→ Dataset records:
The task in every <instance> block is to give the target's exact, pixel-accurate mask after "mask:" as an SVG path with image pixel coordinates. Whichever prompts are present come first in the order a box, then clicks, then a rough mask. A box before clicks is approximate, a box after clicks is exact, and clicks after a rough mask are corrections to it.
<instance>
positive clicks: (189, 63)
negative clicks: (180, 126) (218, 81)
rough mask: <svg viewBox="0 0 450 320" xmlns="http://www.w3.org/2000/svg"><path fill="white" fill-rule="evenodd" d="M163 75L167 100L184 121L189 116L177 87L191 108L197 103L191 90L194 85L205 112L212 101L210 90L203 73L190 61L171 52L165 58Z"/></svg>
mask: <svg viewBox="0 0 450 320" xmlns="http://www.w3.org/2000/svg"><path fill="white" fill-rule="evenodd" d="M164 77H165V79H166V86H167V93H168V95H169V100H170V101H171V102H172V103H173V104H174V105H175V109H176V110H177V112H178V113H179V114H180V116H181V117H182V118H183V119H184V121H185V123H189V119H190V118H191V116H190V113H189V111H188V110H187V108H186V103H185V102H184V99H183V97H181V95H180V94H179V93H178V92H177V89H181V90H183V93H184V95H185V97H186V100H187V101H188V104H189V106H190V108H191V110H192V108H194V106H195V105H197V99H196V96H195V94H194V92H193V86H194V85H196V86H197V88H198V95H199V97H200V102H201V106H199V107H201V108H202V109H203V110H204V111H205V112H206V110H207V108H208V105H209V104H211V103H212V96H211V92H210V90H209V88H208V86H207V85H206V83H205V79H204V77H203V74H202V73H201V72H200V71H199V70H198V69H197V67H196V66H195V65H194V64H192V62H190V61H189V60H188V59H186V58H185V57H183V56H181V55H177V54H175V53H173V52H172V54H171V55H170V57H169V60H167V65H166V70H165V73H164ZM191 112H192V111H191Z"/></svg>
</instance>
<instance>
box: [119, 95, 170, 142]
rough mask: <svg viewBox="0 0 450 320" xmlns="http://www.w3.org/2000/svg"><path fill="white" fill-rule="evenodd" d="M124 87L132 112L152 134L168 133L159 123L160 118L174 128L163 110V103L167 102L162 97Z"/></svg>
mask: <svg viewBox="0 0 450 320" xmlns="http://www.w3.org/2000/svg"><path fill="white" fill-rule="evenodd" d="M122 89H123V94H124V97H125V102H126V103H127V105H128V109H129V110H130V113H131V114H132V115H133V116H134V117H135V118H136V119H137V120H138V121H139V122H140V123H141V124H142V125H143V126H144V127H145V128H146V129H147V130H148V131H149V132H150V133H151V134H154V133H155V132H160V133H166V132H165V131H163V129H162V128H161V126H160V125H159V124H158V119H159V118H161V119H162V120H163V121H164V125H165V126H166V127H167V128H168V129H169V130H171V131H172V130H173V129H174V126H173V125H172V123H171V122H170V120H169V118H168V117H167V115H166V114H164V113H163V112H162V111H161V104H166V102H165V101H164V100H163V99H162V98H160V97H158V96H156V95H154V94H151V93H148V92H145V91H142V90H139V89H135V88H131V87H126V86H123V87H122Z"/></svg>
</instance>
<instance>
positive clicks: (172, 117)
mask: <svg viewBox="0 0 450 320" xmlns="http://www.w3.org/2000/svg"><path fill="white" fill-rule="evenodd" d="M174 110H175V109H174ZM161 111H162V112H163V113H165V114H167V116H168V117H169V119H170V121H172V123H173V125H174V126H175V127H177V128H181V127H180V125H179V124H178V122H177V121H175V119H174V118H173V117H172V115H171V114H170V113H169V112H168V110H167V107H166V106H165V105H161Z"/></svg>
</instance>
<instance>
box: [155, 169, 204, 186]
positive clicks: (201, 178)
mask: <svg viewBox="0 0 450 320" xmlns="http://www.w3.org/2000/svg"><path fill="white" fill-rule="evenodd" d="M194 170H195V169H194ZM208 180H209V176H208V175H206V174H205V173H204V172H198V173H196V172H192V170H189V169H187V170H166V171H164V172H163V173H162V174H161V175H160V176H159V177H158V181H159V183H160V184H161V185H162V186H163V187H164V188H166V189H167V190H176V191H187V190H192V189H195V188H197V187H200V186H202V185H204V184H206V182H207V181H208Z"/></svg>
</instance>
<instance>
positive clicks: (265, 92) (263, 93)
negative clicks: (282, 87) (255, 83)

→ Aim of the exercise:
Among the lines of the listing above, count those that hold the string "negative", giving the count alone.

→ Answer for the task:
2